> **Passage for review**
╭──

At this time, the Osage had villages on the Missouri and Osage Rivers, the latter not very distant from the famous mine. Their country was thoroughly explored by parties in search of silver and lead, and to a comparatively late day the extensive "diggings' on the old Osage Trail near the Le Mine River bore the marks of the spade and pick of the early French explorers.


It was during the year that silver was discovered on the Marameg, and when the mining mania was at fever heat, that Du Tissenet was sent by Bienville, Governor of Louisiana, to explore the western part of the province, and, in the course of his investigations, visited and crossed from southeast to northwest to the present State of Kansas. M. Du Tissenet visited the village of the Osage Indians, five miles from the Osage River, at eighty leagues above its mouth, and describes the inhabitants as stout, well made and great warriors. He also mentions the lead mines that were found in their country.

Sixty-four Osage Indians formed a part of the escort of M. D. Bourgmont on his Pacific Mission to the Padoucas in 1724, but from that time there is no record of any organized French expedition visiting the region. The destruction of Fort Orleans, of which M. De Bourgmont was Commandant, and the massacre of entire garrison, effectually put a stop, for a long time, to any further attempts to extend French exploration toward the west, and, except the fact that the Osage, Kanza and Pawnee were engaged in continual war among themselves and with the more western tribes, little is known of them until the explorations of Lewis and Clark and Lieutenant Zebulon Pike furnished more definite knowledge of their locations, homes and habits of life.


As early as 1796, a division was effected in the Osage Nation. The Chaneers or Arkansa band, under the lead of Chief Cashesegra, or Clermont, removed to the Verdigris and formed several villages along its banks, that of Clermont being about sixty miles up the river. The Arkansa band was principally composed of the young men of the two tribes, and its formation was effected through the influence of Pierre Choteau, a St. Louis fur trader, who had hitherto enjoyed a monopoly of the trade with the Osage by the way of the river of the same name. Having been superseded as agent by Manuel de Liza, also an enterprising St. Louis trader, M. Choteau determined to plant a colony of young and vigorous Osage on one of the tributaries of the Arkansas River, and endeavor to draw the trade of his rival to the more southern river, in which financial scheme he was quite successful, the new settlement soon quite overshadowing the older.

╰──

> **Available data**

╭──

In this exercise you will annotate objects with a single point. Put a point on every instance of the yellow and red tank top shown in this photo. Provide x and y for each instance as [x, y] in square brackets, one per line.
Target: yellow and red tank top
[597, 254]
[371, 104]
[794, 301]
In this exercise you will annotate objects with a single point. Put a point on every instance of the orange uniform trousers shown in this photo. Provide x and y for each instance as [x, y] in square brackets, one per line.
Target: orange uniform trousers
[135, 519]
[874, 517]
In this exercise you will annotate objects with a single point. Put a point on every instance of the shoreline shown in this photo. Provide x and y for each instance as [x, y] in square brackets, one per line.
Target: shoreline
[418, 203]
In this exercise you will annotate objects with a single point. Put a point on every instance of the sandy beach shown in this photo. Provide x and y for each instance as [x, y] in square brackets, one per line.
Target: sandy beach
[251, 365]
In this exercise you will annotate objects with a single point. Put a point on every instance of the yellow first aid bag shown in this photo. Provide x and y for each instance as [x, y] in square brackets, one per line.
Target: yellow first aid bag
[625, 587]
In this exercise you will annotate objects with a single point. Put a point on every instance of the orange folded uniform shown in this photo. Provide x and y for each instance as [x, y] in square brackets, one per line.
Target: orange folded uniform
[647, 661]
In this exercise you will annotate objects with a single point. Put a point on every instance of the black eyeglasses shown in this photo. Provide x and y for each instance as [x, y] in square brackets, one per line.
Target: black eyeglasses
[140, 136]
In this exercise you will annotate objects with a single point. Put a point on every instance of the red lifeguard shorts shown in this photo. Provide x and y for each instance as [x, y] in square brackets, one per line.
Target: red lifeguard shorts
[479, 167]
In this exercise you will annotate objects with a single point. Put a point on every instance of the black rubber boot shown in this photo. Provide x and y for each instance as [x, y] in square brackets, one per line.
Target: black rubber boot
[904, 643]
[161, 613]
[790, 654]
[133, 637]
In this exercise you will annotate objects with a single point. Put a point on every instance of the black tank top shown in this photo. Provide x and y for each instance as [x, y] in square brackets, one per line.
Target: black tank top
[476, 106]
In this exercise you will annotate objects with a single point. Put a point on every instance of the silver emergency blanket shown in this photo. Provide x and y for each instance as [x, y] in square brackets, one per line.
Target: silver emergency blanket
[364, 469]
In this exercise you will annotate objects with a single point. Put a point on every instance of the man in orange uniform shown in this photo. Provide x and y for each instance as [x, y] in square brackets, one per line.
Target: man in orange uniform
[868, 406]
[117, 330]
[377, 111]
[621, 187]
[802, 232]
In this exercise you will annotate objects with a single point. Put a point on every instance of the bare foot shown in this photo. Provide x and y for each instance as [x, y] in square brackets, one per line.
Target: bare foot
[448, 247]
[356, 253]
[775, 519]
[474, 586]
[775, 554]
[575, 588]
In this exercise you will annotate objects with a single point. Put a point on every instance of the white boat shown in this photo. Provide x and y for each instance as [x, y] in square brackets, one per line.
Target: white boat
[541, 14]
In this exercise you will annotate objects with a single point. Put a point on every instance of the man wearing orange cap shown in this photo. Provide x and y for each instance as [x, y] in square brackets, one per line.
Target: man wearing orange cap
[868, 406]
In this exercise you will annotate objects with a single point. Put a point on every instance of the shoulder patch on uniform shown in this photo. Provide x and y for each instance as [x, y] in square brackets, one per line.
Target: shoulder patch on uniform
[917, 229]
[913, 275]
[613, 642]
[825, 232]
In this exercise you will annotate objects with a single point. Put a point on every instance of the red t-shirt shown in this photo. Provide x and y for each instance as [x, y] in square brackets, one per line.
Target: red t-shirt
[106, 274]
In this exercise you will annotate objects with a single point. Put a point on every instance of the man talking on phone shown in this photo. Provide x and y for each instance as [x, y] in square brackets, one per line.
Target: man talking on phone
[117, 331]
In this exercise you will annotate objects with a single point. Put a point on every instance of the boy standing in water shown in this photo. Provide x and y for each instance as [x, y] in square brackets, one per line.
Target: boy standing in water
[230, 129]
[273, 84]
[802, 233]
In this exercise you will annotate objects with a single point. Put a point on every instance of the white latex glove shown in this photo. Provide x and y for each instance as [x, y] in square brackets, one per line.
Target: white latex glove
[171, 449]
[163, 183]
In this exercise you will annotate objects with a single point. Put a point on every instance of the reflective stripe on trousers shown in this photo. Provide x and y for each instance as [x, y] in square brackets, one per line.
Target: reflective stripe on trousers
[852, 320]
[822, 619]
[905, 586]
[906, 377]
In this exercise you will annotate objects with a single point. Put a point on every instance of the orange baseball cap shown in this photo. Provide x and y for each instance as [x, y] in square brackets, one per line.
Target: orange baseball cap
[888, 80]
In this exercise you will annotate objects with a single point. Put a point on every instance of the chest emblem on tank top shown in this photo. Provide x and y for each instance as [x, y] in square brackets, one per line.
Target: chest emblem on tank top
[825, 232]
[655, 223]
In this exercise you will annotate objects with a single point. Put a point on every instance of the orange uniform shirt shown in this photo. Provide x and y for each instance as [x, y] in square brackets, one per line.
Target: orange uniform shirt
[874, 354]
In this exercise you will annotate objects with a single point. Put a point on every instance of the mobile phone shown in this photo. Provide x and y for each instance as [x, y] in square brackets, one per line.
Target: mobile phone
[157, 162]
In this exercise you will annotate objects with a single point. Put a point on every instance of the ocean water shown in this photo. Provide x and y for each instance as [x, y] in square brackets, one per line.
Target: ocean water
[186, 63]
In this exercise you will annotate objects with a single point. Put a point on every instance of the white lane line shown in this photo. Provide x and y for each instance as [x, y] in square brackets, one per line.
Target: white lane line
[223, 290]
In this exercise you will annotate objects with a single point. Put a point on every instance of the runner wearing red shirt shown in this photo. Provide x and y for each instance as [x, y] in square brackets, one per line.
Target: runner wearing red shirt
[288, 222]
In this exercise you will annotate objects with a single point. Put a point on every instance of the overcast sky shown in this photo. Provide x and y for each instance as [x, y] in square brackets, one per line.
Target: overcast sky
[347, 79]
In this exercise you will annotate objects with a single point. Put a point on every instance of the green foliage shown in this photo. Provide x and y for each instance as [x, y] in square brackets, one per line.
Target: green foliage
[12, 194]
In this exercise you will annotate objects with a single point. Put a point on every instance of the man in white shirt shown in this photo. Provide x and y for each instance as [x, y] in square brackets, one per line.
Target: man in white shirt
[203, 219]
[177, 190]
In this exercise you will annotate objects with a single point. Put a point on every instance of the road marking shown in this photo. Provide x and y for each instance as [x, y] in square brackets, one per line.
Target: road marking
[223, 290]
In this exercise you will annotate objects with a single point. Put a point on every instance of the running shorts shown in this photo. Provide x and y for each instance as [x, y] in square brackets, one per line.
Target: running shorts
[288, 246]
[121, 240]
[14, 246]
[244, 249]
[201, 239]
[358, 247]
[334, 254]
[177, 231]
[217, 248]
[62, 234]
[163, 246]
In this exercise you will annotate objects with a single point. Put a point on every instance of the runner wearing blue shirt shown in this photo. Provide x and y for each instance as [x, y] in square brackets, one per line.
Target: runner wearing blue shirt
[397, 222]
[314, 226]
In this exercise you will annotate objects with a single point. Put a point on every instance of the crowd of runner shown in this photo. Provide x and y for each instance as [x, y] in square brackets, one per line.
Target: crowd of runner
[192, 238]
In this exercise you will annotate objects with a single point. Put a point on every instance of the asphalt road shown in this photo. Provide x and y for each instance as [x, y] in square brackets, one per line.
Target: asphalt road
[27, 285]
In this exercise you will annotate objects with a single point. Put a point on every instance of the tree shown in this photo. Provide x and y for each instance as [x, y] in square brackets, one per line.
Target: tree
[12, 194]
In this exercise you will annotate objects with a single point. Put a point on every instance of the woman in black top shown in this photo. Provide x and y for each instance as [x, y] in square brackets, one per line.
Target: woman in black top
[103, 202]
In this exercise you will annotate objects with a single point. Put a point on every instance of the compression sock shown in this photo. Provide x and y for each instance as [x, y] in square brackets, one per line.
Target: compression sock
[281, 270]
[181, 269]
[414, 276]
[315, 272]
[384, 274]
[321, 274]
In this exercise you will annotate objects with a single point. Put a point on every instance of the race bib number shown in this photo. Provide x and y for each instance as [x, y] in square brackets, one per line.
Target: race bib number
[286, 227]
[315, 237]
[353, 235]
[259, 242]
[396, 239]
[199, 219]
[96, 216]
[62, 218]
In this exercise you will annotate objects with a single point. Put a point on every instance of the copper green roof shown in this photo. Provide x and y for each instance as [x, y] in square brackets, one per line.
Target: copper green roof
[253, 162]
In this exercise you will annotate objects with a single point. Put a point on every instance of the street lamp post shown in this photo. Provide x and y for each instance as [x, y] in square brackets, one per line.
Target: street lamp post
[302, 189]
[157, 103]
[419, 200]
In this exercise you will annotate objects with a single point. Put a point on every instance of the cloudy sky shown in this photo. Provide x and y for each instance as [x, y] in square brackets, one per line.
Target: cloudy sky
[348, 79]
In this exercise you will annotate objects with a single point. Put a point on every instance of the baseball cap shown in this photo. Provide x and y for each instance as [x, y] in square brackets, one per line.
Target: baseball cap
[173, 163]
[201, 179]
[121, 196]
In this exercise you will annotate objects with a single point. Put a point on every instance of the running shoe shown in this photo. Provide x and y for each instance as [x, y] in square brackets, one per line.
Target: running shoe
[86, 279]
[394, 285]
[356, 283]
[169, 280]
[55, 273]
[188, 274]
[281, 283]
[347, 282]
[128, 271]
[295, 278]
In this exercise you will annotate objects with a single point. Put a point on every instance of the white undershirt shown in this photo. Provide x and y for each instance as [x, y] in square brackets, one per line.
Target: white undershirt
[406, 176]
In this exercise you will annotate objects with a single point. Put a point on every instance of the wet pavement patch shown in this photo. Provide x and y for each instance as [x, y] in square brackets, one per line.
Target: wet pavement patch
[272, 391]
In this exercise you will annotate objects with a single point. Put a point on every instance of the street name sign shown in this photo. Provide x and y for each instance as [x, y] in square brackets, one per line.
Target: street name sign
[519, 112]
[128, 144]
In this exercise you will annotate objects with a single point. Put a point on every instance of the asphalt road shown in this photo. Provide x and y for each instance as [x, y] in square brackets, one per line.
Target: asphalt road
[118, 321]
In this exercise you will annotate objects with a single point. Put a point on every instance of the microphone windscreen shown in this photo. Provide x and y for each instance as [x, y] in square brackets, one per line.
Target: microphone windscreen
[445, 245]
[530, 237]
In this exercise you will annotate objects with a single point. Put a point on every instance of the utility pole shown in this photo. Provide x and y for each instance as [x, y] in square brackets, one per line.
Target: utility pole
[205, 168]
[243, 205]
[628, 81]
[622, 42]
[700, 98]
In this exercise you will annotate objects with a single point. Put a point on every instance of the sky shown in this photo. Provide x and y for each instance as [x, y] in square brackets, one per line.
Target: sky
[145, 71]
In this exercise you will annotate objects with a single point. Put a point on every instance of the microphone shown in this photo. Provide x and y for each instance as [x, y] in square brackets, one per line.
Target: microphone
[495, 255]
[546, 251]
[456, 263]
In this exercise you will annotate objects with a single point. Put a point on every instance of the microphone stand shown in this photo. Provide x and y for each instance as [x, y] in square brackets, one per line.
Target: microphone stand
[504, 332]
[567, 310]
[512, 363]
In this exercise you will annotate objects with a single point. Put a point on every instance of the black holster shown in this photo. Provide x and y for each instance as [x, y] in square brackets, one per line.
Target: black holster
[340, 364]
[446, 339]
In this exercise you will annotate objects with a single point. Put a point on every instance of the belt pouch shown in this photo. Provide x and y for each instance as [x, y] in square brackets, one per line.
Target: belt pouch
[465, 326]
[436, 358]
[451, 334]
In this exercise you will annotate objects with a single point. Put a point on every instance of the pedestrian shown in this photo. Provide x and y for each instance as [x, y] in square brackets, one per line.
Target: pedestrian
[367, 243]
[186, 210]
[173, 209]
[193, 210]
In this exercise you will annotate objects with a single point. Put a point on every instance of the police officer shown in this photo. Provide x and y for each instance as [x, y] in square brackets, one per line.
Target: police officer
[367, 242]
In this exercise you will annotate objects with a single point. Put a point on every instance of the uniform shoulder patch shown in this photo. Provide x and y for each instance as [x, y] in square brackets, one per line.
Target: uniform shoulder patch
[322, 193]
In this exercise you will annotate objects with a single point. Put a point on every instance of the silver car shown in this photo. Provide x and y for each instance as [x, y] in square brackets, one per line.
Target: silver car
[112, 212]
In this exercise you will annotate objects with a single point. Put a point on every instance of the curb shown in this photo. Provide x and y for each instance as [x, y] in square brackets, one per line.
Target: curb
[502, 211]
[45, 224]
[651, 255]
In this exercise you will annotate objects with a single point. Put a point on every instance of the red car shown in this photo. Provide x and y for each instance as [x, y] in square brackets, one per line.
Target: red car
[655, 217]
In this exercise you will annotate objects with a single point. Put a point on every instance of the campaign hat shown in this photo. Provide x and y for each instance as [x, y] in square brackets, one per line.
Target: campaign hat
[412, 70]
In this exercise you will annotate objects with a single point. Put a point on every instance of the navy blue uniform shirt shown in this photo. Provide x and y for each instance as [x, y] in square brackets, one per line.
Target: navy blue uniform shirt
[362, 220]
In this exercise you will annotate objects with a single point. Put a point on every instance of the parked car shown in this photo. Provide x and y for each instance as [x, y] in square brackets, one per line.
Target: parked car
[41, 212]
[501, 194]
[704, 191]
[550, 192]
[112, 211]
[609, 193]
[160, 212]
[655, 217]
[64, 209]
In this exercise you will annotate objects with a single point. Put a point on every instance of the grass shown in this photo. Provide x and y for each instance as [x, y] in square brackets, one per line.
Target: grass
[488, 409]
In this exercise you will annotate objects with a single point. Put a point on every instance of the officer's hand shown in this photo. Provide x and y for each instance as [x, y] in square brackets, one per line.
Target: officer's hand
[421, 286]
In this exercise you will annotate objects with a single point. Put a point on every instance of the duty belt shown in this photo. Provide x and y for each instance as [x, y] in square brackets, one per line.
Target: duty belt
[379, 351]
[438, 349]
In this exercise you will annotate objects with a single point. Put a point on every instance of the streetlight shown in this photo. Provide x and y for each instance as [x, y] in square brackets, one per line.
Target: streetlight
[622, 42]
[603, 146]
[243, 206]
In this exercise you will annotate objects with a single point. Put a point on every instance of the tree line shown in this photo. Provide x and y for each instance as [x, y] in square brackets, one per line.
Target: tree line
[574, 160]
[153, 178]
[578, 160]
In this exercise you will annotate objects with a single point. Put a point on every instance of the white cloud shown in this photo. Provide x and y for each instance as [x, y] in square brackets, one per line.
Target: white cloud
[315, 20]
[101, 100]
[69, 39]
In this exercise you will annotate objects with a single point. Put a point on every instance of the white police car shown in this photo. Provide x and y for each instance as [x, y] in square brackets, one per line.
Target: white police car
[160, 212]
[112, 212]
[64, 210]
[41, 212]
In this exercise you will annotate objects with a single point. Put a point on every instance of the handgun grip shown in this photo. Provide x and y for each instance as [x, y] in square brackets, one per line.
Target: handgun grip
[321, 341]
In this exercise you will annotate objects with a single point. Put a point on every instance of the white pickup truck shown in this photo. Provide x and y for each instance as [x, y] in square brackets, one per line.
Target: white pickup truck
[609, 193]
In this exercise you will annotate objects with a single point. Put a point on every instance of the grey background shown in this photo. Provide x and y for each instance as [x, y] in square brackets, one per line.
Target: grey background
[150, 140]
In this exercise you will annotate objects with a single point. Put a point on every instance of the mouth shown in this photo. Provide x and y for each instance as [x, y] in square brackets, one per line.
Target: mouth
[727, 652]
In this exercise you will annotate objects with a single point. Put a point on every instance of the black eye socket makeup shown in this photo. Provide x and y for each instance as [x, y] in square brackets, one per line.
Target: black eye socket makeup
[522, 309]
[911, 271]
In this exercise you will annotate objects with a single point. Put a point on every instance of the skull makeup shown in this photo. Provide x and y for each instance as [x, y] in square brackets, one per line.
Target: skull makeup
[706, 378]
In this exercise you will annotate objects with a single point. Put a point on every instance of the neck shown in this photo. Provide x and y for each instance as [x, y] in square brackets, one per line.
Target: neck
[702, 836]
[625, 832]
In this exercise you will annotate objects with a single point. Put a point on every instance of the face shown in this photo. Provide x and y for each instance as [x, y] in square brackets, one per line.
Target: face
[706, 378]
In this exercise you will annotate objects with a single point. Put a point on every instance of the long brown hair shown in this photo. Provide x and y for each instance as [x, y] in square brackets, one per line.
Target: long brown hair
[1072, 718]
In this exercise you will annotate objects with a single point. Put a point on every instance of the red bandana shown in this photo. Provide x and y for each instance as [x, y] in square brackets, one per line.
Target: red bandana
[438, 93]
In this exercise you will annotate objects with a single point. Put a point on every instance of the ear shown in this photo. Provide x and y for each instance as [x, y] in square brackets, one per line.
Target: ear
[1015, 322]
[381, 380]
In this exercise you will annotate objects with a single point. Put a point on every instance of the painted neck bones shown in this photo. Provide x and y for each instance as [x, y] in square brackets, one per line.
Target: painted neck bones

╰──

Please extract the part of the Osage history passage above that runs from "At this time, the" up to and including "early French explorers.", copying it word for word.

At this time, the Osage had villages on the Missouri and Osage Rivers, the latter not very distant from the famous mine. Their country was thoroughly explored by parties in search of silver and lead, and to a comparatively late day the extensive "diggings' on the old Osage Trail near the Le Mine River bore the marks of the spade and pick of the early French explorers.